### Problem to work on
Which lines in the records below include the word "flower"? Report each of them in full.

### Point localization data
-- Opening Marker --
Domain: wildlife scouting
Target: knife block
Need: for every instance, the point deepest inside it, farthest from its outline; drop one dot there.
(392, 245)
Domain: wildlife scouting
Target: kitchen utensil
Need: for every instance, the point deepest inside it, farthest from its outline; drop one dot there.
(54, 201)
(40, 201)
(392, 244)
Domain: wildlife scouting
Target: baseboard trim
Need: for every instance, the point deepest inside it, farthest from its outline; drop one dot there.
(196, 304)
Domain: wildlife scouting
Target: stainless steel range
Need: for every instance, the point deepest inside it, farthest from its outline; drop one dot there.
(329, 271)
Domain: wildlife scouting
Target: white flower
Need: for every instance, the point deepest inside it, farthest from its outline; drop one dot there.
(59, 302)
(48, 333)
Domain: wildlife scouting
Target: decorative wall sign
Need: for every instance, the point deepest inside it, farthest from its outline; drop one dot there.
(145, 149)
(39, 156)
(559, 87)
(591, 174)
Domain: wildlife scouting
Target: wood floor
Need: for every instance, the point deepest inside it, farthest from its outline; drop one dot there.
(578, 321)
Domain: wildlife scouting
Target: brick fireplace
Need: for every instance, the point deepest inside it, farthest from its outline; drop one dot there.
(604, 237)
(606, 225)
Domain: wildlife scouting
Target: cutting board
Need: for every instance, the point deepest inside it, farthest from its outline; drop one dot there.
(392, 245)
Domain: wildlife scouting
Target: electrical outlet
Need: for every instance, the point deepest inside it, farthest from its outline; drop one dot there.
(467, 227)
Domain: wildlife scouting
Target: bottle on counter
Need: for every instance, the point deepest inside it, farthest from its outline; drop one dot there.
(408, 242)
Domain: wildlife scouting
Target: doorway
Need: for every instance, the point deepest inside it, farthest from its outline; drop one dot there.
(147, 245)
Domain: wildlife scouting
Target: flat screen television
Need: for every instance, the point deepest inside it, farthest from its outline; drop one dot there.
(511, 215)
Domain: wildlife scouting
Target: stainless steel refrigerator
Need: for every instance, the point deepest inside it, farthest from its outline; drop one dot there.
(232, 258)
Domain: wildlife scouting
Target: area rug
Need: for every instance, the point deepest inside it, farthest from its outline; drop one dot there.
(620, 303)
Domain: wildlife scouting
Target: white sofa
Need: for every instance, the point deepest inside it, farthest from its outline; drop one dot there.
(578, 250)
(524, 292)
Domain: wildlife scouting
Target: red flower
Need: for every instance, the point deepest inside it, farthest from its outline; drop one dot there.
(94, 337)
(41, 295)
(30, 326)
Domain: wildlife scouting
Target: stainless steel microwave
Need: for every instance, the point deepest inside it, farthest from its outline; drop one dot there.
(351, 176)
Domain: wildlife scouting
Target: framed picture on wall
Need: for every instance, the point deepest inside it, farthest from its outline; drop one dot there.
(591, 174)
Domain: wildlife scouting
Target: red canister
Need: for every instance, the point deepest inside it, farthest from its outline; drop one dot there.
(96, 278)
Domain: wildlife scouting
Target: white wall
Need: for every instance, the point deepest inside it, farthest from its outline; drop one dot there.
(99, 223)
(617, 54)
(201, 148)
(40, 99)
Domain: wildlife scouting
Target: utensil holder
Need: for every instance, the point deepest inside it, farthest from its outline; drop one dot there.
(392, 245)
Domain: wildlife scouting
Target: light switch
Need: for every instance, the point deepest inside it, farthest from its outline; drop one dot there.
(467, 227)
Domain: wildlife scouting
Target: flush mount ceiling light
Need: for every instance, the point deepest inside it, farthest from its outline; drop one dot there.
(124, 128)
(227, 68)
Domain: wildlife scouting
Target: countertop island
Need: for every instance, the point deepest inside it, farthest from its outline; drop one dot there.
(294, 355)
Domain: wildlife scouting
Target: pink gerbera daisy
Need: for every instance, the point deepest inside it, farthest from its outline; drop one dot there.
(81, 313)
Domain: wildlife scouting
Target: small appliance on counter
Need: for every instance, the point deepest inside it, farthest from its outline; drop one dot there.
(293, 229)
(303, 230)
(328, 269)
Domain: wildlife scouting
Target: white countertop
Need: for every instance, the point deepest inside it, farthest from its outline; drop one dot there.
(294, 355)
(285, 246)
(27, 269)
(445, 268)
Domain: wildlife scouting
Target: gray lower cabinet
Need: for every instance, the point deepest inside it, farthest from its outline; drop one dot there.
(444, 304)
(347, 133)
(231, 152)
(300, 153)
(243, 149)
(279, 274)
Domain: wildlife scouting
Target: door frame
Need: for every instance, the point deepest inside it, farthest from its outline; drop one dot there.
-- Closing Marker --
-- Opening Marker --
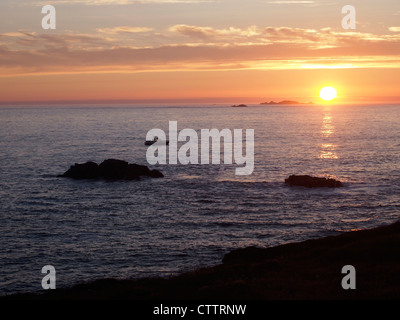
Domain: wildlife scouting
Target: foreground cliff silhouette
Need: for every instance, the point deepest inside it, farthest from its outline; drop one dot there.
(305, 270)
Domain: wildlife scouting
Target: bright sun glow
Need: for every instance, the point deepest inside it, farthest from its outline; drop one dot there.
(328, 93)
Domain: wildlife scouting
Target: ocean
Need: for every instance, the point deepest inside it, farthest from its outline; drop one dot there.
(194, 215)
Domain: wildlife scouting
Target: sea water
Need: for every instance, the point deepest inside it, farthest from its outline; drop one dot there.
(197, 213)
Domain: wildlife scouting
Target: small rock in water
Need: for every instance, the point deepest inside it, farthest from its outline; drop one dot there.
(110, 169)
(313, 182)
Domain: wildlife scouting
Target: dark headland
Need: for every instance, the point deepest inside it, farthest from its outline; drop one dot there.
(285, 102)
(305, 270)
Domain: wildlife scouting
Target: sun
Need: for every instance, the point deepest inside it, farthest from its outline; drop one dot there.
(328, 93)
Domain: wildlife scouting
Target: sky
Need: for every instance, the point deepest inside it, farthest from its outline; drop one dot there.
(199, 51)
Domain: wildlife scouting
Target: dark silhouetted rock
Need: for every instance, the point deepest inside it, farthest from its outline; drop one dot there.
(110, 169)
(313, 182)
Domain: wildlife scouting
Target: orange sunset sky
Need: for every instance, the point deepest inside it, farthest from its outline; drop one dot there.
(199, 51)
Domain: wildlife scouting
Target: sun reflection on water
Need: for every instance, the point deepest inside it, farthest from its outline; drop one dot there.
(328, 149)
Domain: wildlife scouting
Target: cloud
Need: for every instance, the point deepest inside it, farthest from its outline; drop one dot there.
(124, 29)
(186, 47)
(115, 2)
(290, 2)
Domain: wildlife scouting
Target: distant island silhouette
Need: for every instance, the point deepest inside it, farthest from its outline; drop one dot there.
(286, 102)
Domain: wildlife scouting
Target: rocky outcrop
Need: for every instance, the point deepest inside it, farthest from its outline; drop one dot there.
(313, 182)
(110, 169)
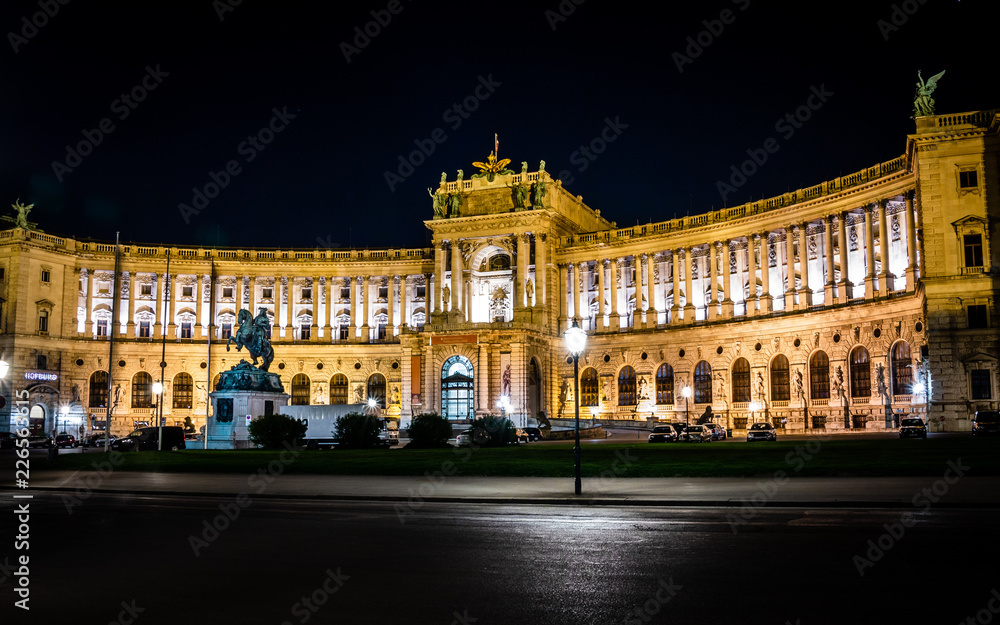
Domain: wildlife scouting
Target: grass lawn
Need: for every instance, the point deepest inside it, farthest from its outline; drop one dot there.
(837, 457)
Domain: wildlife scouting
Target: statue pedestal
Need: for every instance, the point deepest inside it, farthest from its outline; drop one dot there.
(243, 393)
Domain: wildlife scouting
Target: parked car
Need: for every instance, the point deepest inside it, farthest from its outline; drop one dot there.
-- Closing Marker --
### Task answer
Target: white flower
Target: red flower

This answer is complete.